_What you are asked to do_: Starting at the line that contains "Pretty please, detect the woman in" and stopping after the line that contains "[438,250,506,276]", write those lines out again, requests included, and shift every bounding box coordinate in the answers up by 144.

(Items from a dataset)
○ ○ ○ ○ ○

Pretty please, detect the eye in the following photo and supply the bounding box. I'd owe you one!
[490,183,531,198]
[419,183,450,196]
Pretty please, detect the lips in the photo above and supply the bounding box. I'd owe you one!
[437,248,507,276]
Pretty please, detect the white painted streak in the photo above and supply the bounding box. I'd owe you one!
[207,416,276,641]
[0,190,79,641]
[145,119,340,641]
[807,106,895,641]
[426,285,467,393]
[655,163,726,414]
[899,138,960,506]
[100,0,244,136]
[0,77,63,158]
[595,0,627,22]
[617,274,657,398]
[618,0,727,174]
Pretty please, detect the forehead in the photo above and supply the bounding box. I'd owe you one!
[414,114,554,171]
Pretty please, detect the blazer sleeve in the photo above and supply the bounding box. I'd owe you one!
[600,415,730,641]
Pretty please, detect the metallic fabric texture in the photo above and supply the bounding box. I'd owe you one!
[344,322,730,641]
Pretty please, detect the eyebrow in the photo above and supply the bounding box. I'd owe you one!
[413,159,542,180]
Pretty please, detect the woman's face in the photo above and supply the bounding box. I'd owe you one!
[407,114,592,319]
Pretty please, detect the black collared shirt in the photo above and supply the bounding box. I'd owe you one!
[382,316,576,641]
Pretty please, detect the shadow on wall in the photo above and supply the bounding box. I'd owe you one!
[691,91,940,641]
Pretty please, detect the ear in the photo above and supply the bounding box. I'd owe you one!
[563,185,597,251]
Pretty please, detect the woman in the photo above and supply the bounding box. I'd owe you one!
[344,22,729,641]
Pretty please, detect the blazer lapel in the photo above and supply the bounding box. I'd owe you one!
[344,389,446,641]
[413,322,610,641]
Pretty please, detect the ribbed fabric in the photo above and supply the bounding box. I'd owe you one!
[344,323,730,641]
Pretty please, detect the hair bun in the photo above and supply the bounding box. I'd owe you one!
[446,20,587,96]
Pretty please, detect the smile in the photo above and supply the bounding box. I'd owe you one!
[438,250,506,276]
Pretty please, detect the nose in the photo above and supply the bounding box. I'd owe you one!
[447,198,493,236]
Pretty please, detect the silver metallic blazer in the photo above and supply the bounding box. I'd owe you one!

○ ○ ○ ○ ○

_Worked solution_:
Pretty please, detect the woman in the photo above and supply the bounding box. I'd owe you one!
[488,166,873,785]
Pretty please, detect the blazer lapel in the photo above and supply the bounding box. I'd owe you one!
[488,533,590,785]
[557,466,754,785]
Pretty please, detect the ribbed fabric in the photo above and supply the bounding box. I'd owe you one!
[488,467,874,785]
Pretty please, detect the hair bun in the photo above and supply the bounding box. I'd owe you one!
[590,164,731,240]
Pretty please, detect the smile in the photo above and supply the bounding box. I'd owe you one!
[582,394,650,420]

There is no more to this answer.